Drink with a fireman.
Especially a fireman who's just gotten off his 24 hours. An English fireman (that is, an Englishman who's here fighting fires) at that. Perhaps especially, never ever drink with an English fireman from Islington, a place that apparently endows its children with heart of oak and liver of stainless steel.
If you do decide to drink with a fireman, do not trade stories about work. If you do decide to trade stories about work, do it somewhere other than a quiet pub. Otherwise, people might start to look at you funny.
At least I know that my job, whatever its adventures, is not so bad. "What's the hardest thing you've done lately? Trauma?" I asked. "Oh, no" he replied. "Trauma is easy. CPR on a 400 pound corpse is hard." "How corpsey?" "Very, very corpsey."
In other news
We have four ICU overflow beds on our floor. That is, when the intensive care unit is tippy-top full, the Powers That Be send the extra neuro ICU folks to us. I worked a shift this weekend in the overflow unit, with--thank you, God--only one patient, and her with only one drip.
Having ICU overflow beds on a regular floor is a bad idea. The number and type of monitors, drips, and tubes your neuro ICU person has wired into his head or heart requires that the room be set up differently and that it be out of the way, in a place surrounded by signs warning of the Dangers of Cellphone Use. That means that the only practical place to put overflow patients on our floor is in a suite of rooms off in the boonies where nobody can hear you scream.
+++
What you will do:
1 – In the blog post above, what does the fireman say is hard?
2 – Summarize the blog post above in two sentences.
3 – Continue the blog post above from its final sentence.

Given entries:
+++
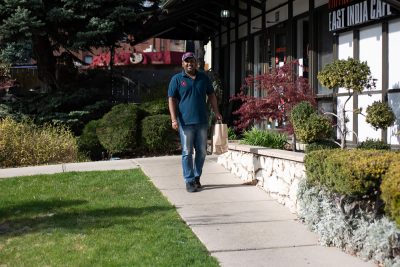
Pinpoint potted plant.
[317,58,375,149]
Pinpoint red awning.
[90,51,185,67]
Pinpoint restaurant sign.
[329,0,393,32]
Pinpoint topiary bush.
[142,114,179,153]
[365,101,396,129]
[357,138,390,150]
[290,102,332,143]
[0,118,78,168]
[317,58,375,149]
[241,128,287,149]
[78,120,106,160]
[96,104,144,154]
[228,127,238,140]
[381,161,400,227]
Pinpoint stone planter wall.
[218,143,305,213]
+++
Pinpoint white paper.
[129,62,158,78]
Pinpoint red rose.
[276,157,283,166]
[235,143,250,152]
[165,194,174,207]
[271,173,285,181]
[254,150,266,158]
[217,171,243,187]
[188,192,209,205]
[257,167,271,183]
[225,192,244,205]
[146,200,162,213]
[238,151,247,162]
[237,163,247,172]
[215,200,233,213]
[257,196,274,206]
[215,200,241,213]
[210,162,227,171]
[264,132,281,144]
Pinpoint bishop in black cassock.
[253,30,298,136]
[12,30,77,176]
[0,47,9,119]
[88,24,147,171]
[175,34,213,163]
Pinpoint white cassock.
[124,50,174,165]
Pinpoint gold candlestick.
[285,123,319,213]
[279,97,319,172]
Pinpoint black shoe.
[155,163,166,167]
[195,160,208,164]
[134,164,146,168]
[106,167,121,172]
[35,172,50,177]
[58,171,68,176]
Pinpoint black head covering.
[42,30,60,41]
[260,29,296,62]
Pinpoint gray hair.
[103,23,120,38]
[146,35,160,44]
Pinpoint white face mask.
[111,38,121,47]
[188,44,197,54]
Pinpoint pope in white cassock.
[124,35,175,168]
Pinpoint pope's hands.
+++
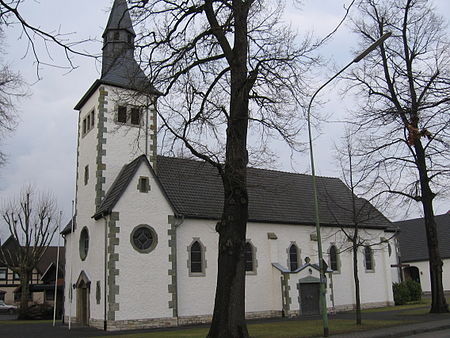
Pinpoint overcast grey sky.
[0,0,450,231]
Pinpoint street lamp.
+++
Responses per task:
1 – CPR on a 400 pound corpse.

2 – The blog post advises against drinking with a fireman, especially an English one from Islington, and against trading work stories with one in a quiet pub, though hearing that CPR on a 400 pound corpse is harder than trauma convinces the writer that the writer's own job is not so bad. It then describes the four ICU overflow beds on the writer's floor and calls them a bad idea, because the monitors, drips, and tubes those patients need force the rooms to be set up differently and placed out of the way.

3 –
More importantly, we are not ICU nurses. Hand me a patient with a nicardipine drip (used to control blood pressure) and I can handle it without too much trouble...but I don't like it. I'm not in practice for it. Telemetry, while not a completely closed book, is not something I do every day. I can bumble along, true--but bumbling along is not something you want for a person who's sick enough for the ICU.
It was lucky for everyone involved that my patient was stable.
How to be an addict
If you're poor, you'll have to get your hits from the street or a series of ERs. If you're rich, you can milk a few months out of various hospitals with a series of ever-more-complex problems that require Demerol and Phenergan to treat. If you're rich and well-connected, you can find a doctor who will diagnose you with a rare disorder, one that requires diagnosis by exclusion, and you can run with the Dilaudid for years on end.
One of our pet Hospital Hobbyists came in three weeks ago and is still with us. This patient is still getting various fun narcotics to control pain that's caused by a rare disorder--one that allows a significant amount of activity in the hospital but apparently renders one inable to go home to perform the same activities. Dilaudid every two hours, nausea medications every four, and a tea-time dose of some sort of tranquilizer is helping the Hospital Hobbyist get through the day, see friends and relatives, and take a little vacation from real life.
I had another of the Hobbyists a few months ago, with the same attending physician, and got into an argument with said physician over my unwillingness to push 50 milligrams of Phenergan and 8 milligrams of Dilaudid every two hours. For those non-nurses in the audience, these are drugs at doses that would knock down a small hippopotamus for several hours. Yet the Hobbyist in question was still happy and conversant, completely sane, and relieved that the withdrawal symptoms had stopped for a bit. Not that any Hobbyist would ever admit that, of course. Nor would a Hobbyist appreciate the observation that their hospitalizations tend to come over holidays and other high-stress times in their lives.
Don't ask me why people do this. Don't ask me to speculate on how they get this way or why their physicians allow the behavior to continue. I swear that when my liver decides to cut out the middleman and hop out of my body to find a bar on its own, it won't have to go past hospital security to do it.